TASK DATA:
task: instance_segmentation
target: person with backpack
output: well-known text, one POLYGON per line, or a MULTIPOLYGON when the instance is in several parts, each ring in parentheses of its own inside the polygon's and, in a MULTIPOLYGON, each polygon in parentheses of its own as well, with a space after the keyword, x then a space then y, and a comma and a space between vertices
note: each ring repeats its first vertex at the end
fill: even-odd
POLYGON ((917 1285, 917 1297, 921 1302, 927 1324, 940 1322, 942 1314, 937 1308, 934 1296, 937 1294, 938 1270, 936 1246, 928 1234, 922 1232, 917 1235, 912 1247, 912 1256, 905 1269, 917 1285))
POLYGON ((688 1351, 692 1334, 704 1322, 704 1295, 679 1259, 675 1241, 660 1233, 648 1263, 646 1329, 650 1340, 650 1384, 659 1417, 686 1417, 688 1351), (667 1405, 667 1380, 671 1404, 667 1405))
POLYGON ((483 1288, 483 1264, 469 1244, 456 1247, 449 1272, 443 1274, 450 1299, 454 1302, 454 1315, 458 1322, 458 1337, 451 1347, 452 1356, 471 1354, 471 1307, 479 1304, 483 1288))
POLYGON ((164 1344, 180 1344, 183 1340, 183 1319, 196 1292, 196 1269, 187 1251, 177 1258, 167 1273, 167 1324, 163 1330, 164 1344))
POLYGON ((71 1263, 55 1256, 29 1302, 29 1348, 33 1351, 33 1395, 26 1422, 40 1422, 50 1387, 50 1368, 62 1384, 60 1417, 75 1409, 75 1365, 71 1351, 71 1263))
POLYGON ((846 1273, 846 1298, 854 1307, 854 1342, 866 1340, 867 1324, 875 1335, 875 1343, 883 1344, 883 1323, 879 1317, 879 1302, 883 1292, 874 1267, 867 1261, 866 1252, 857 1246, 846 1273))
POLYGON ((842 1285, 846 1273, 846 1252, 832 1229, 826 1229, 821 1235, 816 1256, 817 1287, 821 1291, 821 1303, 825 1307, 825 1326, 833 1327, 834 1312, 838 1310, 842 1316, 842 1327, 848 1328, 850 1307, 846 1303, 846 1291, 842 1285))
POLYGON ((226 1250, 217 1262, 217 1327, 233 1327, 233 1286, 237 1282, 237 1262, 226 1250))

PROBLEM STATEMENT: Each record above needs to be written out exactly, with nothing left out.

ANSWER FOR THE TASK:
task: instance_segmentation
target: person with backpack
output: well-known text, one POLYGON per line, or a MULTIPOLYGON when the instance is in several parts, each ring in parentheses of its own inside the polygon's and, in a MULTIPOLYGON, each polygon in parentheses of its own as well, with a space after the keyword, x then a space then y, and a comma and a space between vertices
note: each ring repeats its first vertex at the end
fill: even-odd
POLYGON ((917 1285, 917 1297, 921 1302, 927 1324, 940 1322, 942 1314, 937 1308, 934 1296, 937 1294, 938 1270, 936 1246, 928 1234, 922 1232, 917 1235, 912 1247, 912 1256, 905 1269, 917 1285))
POLYGON ((688 1351, 692 1334, 704 1322, 704 1295, 679 1259, 675 1241, 660 1233, 648 1263, 646 1329, 650 1340, 650 1384, 659 1417, 686 1417, 688 1351), (667 1405, 667 1380, 671 1404, 667 1405))
POLYGON ((483 1288, 483 1264, 469 1244, 456 1247, 449 1272, 443 1274, 450 1299, 454 1302, 454 1315, 458 1322, 458 1337, 451 1347, 452 1356, 471 1354, 471 1307, 479 1304, 483 1288))
POLYGON ((164 1344, 180 1344, 183 1340, 183 1319, 196 1292, 196 1269, 187 1251, 177 1258, 167 1273, 167 1324, 163 1330, 164 1344))
POLYGON ((71 1263, 55 1256, 29 1302, 29 1348, 33 1351, 33 1395, 26 1422, 40 1422, 50 1387, 50 1368, 62 1384, 60 1417, 75 1409, 75 1365, 71 1351, 71 1263))
POLYGON ((846 1273, 846 1298, 854 1307, 854 1342, 866 1340, 867 1324, 875 1335, 875 1343, 883 1344, 883 1323, 879 1317, 879 1302, 883 1292, 874 1267, 867 1261, 866 1252, 857 1246, 846 1273))
POLYGON ((842 1285, 846 1273, 846 1252, 832 1229, 826 1229, 821 1235, 816 1256, 817 1287, 821 1291, 821 1303, 825 1307, 825 1326, 833 1327, 834 1312, 838 1310, 842 1316, 842 1327, 848 1328, 850 1307, 846 1303, 846 1291, 842 1285))
POLYGON ((226 1250, 217 1262, 217 1327, 233 1327, 233 1286, 237 1282, 237 1262, 226 1250))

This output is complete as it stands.